* **OBJECTIVE**: Revise the data below so that "outline" becomes "contour" wherever it occurs, keeping everything else the same.

## Start DATA TO USE

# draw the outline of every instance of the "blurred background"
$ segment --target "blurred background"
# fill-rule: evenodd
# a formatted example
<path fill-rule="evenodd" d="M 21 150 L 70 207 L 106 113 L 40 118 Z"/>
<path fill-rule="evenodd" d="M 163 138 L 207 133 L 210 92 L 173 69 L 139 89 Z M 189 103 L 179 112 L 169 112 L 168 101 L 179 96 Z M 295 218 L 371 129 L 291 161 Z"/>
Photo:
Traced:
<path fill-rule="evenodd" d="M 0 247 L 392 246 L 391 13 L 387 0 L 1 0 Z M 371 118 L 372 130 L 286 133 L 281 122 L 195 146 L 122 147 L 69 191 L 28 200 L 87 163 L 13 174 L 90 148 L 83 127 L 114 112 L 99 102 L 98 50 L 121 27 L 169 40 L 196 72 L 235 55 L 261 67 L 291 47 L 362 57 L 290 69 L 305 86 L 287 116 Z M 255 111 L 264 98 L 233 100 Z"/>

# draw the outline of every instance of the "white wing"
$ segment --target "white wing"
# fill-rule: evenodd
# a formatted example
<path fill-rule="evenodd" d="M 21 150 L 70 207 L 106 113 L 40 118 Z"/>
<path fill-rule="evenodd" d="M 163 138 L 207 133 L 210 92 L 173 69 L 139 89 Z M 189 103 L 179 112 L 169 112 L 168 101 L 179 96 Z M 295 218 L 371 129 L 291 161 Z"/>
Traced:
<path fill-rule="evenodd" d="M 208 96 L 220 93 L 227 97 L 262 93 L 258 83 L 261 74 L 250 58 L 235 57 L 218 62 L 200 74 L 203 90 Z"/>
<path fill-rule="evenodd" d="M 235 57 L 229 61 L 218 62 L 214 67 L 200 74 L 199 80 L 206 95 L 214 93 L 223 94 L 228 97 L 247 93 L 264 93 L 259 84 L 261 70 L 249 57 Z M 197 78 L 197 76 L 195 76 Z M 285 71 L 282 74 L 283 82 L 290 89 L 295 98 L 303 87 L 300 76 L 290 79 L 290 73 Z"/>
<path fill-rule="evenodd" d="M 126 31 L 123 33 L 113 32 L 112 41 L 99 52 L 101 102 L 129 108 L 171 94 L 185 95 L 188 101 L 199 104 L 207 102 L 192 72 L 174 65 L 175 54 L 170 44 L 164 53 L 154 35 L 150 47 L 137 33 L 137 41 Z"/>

## End DATA TO USE

* **TASK ANSWER**:
# draw the contour of every instance of the "blurred background"
$ segment --target "blurred background"
# fill-rule: evenodd
# a formatted example
<path fill-rule="evenodd" d="M 21 150 L 70 207 L 106 113 L 40 118 Z"/>
<path fill-rule="evenodd" d="M 163 138 L 207 133 L 210 92 L 173 69 L 139 89 Z M 189 103 L 179 112 L 169 112 L 168 101 L 179 96 Z M 295 218 L 371 129 L 291 161 Z"/>
Photo:
Traced:
<path fill-rule="evenodd" d="M 0 247 L 392 246 L 391 13 L 387 0 L 1 0 Z M 371 118 L 372 130 L 286 133 L 281 122 L 195 146 L 122 147 L 69 191 L 28 200 L 87 163 L 13 174 L 90 148 L 83 127 L 114 112 L 99 102 L 98 50 L 121 27 L 169 40 L 196 72 L 235 55 L 261 67 L 291 47 L 362 57 L 290 69 L 305 86 L 287 116 Z M 255 111 L 264 98 L 233 100 Z"/>

# draw the contour of every instance of the "white wing"
$ segment --target "white wing"
# fill-rule: evenodd
# a formatted example
<path fill-rule="evenodd" d="M 21 150 L 70 207 L 106 113 L 40 118 Z"/>
<path fill-rule="evenodd" d="M 163 138 L 207 133 L 210 92 L 173 69 L 139 89 Z M 189 103 L 179 112 L 169 112 L 168 101 L 179 96 Z M 295 218 L 371 129 L 291 161 Z"/>
Traced:
<path fill-rule="evenodd" d="M 208 96 L 220 93 L 227 97 L 262 93 L 258 83 L 261 74 L 250 58 L 235 57 L 218 62 L 200 74 L 203 90 Z"/>
<path fill-rule="evenodd" d="M 235 57 L 229 61 L 218 62 L 214 67 L 200 74 L 199 80 L 206 95 L 214 93 L 223 94 L 228 97 L 247 93 L 264 93 L 259 84 L 261 70 L 249 57 Z M 197 78 L 197 76 L 195 76 Z M 285 71 L 282 74 L 283 82 L 290 89 L 295 98 L 303 87 L 300 76 L 290 79 L 290 73 Z"/>
<path fill-rule="evenodd" d="M 126 31 L 123 33 L 113 32 L 112 41 L 99 52 L 101 102 L 129 108 L 171 94 L 185 95 L 188 101 L 199 104 L 207 102 L 192 72 L 174 65 L 175 54 L 170 44 L 164 53 L 154 35 L 150 47 L 137 33 L 137 41 Z"/>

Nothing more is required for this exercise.